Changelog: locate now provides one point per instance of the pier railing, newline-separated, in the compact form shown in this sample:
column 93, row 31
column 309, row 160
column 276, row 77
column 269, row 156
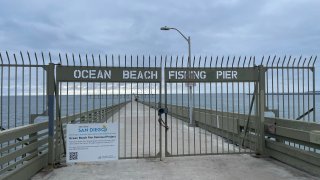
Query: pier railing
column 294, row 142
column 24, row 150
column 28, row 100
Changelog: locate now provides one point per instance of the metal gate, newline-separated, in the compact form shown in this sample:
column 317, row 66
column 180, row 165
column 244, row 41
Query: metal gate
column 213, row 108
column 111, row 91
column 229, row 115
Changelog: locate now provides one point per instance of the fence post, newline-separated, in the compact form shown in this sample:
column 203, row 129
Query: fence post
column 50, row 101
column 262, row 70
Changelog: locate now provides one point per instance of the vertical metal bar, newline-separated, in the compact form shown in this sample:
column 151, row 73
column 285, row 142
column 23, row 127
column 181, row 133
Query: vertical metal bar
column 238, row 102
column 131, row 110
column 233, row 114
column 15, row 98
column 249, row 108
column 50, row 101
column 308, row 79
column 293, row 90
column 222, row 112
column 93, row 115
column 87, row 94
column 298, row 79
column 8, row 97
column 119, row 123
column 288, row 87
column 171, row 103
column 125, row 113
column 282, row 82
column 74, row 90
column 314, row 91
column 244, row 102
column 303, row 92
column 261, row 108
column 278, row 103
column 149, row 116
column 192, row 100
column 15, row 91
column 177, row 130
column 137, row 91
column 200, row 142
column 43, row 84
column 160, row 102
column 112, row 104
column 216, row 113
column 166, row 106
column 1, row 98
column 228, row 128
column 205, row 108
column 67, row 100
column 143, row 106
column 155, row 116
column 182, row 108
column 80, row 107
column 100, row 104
****************************************
Set down every line of the records above without any alteration, leaving out the pictures.

● **PROBLEM SOLUTION**
Changelog: locate now provides one point per instance of the pier railing, newline-separated, in the compact form shown in this sample:
column 93, row 31
column 309, row 160
column 276, row 77
column 269, row 156
Query: pier railing
column 294, row 142
column 24, row 150
column 28, row 100
Changelog: locate now provides one point per instance of the metal gate, newline-separated, in the compact form shown in this sample:
column 317, row 66
column 180, row 165
column 244, row 41
Query: metal gate
column 213, row 108
column 111, row 91
column 229, row 115
Changelog: locate now provides one point per instance of the fence post, newline-separated, in the compact form shown in this sample:
column 203, row 129
Query: fence post
column 50, row 101
column 262, row 70
Changelog: locate now provides one point per instance of the vertical metal bar, newline-separated, in the compact form shown in this sample:
column 151, row 73
column 285, row 142
column 23, row 127
column 181, row 133
Query: vertical metal bar
column 238, row 102
column 131, row 110
column 233, row 114
column 15, row 98
column 249, row 108
column 50, row 101
column 308, row 79
column 293, row 90
column 222, row 112
column 93, row 115
column 87, row 94
column 298, row 79
column 8, row 97
column 119, row 123
column 288, row 87
column 171, row 103
column 125, row 113
column 282, row 82
column 74, row 90
column 314, row 91
column 244, row 102
column 303, row 92
column 261, row 108
column 278, row 103
column 149, row 116
column 192, row 100
column 15, row 91
column 177, row 130
column 137, row 91
column 200, row 142
column 43, row 84
column 160, row 102
column 112, row 104
column 216, row 113
column 166, row 106
column 1, row 98
column 228, row 128
column 205, row 108
column 67, row 100
column 143, row 106
column 155, row 116
column 182, row 108
column 80, row 107
column 100, row 104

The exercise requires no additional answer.